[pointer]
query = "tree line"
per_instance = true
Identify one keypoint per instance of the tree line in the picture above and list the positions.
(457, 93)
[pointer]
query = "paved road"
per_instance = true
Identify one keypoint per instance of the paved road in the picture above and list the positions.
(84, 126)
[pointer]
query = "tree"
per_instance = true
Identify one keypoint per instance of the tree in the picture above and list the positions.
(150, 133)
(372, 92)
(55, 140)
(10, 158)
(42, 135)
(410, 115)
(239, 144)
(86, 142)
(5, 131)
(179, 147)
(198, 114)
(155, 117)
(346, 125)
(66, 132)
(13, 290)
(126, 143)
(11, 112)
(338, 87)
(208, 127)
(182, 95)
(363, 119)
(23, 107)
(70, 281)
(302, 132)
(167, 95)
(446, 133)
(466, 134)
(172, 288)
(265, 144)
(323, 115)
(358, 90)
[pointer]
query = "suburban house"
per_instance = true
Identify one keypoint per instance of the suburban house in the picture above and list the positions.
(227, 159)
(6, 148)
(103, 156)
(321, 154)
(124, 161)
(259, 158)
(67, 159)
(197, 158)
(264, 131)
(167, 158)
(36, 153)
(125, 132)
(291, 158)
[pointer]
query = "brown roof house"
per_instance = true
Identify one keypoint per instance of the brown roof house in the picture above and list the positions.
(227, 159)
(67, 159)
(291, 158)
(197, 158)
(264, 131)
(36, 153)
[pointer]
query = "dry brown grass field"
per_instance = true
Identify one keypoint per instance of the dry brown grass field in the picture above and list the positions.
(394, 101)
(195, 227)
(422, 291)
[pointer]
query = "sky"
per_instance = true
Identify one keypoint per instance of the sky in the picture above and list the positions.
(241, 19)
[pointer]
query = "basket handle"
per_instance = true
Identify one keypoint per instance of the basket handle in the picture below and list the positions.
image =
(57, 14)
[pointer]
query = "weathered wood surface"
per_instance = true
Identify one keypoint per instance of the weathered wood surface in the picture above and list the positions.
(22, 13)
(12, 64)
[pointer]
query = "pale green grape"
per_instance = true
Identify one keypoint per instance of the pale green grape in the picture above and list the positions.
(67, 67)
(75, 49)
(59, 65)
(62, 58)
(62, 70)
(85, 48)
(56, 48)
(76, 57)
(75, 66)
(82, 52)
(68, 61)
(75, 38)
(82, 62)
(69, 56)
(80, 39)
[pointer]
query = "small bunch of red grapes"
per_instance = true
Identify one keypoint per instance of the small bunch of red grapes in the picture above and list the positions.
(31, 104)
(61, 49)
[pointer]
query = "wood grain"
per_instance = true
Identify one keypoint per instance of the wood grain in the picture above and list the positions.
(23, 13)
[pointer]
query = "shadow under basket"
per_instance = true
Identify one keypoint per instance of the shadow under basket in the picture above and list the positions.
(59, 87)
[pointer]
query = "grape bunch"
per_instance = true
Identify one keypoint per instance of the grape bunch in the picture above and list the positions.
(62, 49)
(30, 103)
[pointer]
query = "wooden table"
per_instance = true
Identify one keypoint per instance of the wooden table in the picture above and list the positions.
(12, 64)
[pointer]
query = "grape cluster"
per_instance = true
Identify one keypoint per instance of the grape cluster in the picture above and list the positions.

════════════════════

*DIRECTIONS FOR THIS TASK*.
Please set down all the data word for word.

*ANSWER TO THIS PROBLEM*.
[pointer]
query = "tree line"
per_instance = true
Identify one keypoint per instance of the tree line in the picture above and list the positions.
(457, 93)
[pointer]
query = "paved road"
per_instance = true
Identify one keypoint per instance of the paved road in the picture above and list the positions.
(84, 126)
[pointer]
query = "tree"
per_instance = true
Identify one keypoint per instance of the tree in the picture above and list the positions.
(150, 133)
(372, 92)
(55, 140)
(10, 158)
(42, 135)
(410, 115)
(239, 144)
(86, 142)
(5, 131)
(179, 147)
(198, 114)
(155, 117)
(346, 125)
(66, 132)
(13, 290)
(126, 143)
(11, 112)
(338, 87)
(208, 127)
(182, 95)
(363, 119)
(23, 107)
(70, 281)
(302, 132)
(167, 95)
(446, 133)
(466, 134)
(172, 288)
(265, 144)
(323, 115)
(358, 90)
[pointer]
query = "suburban house"
per_instance = true
Identify one keypoint per instance of the suburban house in the picture above and list the positions.
(227, 159)
(6, 148)
(103, 156)
(321, 154)
(124, 161)
(259, 158)
(67, 159)
(197, 158)
(264, 131)
(167, 158)
(36, 153)
(125, 132)
(291, 158)
[pointer]
query = "brown roof house"
per_instance = true
Identify one keypoint per instance of the brown roof house in the picture above and list the positions.
(227, 159)
(67, 159)
(291, 158)
(197, 158)
(264, 131)
(36, 153)
[pointer]
query = "dry brown grass field"
per_instance = true
Identify one keypoint per instance of the dry brown grass field in the picture above and list the positions.
(394, 101)
(195, 227)
(422, 291)
[pointer]
query = "sky"
per_instance = true
Identify one keypoint per instance of the sky in the picture above and list the positions.
(241, 19)
[pointer]
query = "basket handle"
per_instance = true
Identify one keypoint per instance of the basket handle in the picture below and list the positions.
image =
(57, 14)
[pointer]
query = "weathered wood surface"
per_instance = true
Identify one keypoint per instance of the weathered wood surface in the picture above and list the positions.
(22, 13)
(12, 64)
[pointer]
query = "pale green grape"
per_instance = true
Identify one keypoint per instance of the pale green grape in the picture above and list the positions.
(67, 67)
(75, 49)
(59, 65)
(62, 58)
(62, 70)
(85, 48)
(56, 48)
(76, 57)
(75, 66)
(82, 52)
(68, 61)
(75, 38)
(82, 62)
(69, 56)
(80, 39)
[pointer]
query = "small bunch of red grapes"
per_instance = true
Identify one keypoint per instance of the small bunch of red grapes in the picture above and list the positions.
(31, 104)
(61, 49)
[pointer]
query = "wood grain"
per_instance = true
Identify one keypoint per instance of the wood grain in the picture above and list the positions.
(23, 13)
[pointer]
query = "shadow under basket"
per_instance = true
Identify one keypoint per instance of the shadow under basket in the picture above and list the positions.
(59, 87)
[pointer]
query = "grape bunch"
per_instance = true
Identify one keypoint per instance of the grape bunch in the picture above and list the positions.
(62, 49)
(30, 103)
[pointer]
query = "wooden table"
per_instance = true
Identify one keypoint per instance of the wooden table in the picture above and list the positions.
(12, 64)
[pointer]
query = "grape cluster"
per_instance = true
Identify one keypoint per instance of the grape cluster in the picture above and list the positions.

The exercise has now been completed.